[Referring expression data]
------------------------------
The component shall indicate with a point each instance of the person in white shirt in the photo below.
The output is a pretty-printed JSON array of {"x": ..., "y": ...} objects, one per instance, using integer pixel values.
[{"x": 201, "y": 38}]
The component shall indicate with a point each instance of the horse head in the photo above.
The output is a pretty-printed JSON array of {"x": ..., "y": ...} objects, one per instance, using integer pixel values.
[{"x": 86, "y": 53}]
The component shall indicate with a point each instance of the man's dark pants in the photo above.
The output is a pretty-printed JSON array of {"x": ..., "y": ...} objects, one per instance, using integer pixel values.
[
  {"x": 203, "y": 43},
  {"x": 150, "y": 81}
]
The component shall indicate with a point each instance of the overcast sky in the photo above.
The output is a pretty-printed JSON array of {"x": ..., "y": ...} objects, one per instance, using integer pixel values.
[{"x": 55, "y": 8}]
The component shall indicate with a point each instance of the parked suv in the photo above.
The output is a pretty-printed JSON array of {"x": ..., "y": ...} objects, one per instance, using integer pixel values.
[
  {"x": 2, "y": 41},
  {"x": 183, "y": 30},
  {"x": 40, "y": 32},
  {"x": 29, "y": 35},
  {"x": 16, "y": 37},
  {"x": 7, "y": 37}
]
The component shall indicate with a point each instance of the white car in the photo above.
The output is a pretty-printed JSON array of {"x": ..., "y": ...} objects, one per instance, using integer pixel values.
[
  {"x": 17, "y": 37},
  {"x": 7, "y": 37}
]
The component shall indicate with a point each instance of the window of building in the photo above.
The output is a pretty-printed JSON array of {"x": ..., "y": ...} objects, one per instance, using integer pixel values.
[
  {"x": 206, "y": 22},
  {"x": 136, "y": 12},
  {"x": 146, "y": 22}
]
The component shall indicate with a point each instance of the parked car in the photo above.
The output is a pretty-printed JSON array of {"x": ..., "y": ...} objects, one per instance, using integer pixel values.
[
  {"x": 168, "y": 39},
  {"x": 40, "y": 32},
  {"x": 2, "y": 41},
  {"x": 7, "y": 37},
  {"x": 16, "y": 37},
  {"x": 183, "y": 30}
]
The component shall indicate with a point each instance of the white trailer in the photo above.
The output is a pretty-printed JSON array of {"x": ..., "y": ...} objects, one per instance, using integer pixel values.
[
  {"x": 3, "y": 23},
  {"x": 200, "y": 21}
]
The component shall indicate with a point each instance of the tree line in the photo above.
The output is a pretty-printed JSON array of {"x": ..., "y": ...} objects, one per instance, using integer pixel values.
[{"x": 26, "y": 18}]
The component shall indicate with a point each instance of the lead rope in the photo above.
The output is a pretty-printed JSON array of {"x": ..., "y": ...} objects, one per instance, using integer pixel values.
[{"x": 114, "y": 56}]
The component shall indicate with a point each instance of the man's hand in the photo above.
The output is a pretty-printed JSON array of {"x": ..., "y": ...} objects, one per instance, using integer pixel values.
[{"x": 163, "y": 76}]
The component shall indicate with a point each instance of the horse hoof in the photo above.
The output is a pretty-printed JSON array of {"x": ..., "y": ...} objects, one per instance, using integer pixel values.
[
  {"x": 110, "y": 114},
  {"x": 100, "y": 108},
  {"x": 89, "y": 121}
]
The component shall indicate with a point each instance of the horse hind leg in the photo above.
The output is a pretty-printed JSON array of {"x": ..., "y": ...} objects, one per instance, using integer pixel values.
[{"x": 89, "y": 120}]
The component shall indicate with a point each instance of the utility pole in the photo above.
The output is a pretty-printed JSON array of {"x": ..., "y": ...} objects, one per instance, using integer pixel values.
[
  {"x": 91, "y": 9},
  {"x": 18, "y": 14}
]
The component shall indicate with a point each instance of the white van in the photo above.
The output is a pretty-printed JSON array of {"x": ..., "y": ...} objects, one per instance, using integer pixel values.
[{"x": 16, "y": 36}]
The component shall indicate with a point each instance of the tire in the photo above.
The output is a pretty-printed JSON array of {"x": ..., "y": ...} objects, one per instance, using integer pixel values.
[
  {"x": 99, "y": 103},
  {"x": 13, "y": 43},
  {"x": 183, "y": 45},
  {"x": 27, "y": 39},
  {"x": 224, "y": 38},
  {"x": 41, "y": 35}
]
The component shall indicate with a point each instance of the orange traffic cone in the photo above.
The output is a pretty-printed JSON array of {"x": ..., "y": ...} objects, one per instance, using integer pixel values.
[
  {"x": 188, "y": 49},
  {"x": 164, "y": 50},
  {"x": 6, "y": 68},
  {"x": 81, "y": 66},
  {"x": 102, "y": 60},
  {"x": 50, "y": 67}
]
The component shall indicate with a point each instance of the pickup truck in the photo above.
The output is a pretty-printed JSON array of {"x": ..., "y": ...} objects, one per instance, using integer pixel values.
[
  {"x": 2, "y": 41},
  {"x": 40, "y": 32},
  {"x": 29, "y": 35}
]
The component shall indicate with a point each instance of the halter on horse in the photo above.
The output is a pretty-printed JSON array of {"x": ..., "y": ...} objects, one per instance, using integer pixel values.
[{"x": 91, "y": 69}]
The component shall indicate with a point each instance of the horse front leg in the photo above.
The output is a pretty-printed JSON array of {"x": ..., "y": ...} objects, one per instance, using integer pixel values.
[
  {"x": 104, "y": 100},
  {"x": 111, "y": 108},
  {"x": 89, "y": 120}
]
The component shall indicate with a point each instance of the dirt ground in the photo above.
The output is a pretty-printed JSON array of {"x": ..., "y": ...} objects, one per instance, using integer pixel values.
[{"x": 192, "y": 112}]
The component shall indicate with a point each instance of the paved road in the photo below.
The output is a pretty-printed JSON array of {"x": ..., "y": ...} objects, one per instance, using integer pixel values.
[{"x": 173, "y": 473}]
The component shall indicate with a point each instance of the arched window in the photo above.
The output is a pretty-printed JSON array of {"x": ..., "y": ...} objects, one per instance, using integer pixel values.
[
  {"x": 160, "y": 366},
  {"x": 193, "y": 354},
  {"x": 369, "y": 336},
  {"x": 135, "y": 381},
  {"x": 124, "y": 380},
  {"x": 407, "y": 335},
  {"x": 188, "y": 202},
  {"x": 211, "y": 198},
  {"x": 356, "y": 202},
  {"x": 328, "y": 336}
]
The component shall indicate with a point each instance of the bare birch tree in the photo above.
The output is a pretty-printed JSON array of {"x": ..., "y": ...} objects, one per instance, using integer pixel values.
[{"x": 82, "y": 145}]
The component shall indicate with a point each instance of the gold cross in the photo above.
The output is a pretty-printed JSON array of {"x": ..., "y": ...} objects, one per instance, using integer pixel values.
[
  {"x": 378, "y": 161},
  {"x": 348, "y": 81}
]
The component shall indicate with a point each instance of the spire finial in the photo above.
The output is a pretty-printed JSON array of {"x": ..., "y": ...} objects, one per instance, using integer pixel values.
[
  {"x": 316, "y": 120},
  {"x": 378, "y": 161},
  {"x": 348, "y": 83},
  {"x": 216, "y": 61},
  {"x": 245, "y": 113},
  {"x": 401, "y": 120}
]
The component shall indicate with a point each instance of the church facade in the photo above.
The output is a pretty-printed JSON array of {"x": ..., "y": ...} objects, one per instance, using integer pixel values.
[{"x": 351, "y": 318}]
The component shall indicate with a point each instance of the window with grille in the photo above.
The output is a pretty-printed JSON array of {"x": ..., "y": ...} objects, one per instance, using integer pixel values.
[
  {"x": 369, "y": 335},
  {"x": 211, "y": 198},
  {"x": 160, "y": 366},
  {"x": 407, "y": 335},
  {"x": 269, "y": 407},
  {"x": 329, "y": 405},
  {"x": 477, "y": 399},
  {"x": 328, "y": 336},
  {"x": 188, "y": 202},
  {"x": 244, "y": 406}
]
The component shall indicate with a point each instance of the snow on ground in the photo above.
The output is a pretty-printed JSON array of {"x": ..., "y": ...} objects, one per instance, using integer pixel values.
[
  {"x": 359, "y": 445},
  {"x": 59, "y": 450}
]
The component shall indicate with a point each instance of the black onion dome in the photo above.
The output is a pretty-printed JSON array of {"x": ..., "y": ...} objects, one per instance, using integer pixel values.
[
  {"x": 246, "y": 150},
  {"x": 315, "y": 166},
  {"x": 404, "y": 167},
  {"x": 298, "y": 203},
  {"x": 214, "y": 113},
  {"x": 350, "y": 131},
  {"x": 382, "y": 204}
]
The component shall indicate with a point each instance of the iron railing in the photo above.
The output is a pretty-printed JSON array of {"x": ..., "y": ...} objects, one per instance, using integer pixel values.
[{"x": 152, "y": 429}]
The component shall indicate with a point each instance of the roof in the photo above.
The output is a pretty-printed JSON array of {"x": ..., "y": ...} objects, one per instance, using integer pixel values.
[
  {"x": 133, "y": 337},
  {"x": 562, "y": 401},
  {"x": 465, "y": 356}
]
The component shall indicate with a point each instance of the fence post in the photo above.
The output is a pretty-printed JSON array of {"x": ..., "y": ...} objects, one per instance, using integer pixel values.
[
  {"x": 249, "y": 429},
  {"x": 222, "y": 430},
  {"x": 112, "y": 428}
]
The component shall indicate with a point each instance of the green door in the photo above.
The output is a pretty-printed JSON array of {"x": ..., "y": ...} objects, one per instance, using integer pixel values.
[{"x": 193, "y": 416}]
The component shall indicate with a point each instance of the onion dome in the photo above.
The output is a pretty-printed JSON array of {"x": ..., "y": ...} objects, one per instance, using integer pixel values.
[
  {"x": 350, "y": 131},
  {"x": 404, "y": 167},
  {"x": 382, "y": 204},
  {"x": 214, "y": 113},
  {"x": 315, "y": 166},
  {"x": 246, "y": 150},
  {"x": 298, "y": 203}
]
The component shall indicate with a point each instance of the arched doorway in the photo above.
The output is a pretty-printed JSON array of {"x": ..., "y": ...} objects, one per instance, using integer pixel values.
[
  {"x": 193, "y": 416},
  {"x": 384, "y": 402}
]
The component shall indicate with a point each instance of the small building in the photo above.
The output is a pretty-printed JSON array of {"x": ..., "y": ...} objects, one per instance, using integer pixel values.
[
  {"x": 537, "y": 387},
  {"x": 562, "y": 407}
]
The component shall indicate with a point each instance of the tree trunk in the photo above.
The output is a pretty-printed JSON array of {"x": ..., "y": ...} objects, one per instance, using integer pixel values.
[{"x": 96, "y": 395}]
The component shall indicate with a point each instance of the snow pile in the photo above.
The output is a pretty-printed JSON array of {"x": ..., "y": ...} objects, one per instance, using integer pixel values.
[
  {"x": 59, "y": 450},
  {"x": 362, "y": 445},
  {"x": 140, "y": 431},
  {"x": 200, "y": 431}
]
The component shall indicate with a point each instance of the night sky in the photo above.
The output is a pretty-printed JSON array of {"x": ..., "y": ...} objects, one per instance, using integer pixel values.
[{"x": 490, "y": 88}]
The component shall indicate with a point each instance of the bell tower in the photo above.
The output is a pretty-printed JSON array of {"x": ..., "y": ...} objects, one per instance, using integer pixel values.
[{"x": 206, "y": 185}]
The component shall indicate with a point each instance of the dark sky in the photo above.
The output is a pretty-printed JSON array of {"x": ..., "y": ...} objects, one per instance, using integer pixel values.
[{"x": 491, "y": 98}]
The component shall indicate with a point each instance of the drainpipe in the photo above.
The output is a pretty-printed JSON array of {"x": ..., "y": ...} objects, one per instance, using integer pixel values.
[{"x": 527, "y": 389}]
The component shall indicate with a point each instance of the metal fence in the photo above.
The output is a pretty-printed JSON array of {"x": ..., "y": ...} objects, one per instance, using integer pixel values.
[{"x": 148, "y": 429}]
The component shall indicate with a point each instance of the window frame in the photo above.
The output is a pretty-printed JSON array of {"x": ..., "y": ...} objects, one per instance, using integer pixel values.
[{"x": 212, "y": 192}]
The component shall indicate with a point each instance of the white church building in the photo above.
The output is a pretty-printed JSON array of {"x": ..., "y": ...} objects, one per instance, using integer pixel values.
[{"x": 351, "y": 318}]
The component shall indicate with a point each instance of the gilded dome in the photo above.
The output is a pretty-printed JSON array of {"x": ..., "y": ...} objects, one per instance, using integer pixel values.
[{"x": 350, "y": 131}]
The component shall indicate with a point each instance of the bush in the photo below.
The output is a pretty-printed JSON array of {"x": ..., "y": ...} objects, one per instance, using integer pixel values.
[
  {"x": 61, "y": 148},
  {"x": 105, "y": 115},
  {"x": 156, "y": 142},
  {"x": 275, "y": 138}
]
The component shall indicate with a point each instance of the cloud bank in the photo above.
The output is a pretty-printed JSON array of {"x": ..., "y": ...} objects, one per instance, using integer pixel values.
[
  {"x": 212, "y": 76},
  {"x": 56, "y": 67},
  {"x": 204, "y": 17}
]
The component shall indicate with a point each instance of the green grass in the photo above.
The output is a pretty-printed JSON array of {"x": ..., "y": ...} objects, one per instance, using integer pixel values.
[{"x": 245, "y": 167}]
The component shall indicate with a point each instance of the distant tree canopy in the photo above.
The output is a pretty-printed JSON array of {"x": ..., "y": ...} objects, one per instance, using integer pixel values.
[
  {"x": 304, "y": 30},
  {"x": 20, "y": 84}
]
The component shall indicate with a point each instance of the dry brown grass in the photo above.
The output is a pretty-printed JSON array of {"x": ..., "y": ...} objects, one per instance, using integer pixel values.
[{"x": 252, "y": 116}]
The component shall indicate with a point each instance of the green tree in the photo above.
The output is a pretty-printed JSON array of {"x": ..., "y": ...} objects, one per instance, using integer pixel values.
------------------------------
Only lines of the data holding the word "tree" go in the answer. Please copy each of them.

EXERCISE OUTPUT:
The component shall indicate with a point each instance of the tree line in the photo above.
The component shall indicate with a point each instance of the bare birch tree in the photo above.
The component shall indicate with a point each instance of the tree trunk in the photo above.
The component shall indicate with a point each instance of the distant tree canopy in the photo above.
The component shall indicate with a point each instance of the green tree in the photo above.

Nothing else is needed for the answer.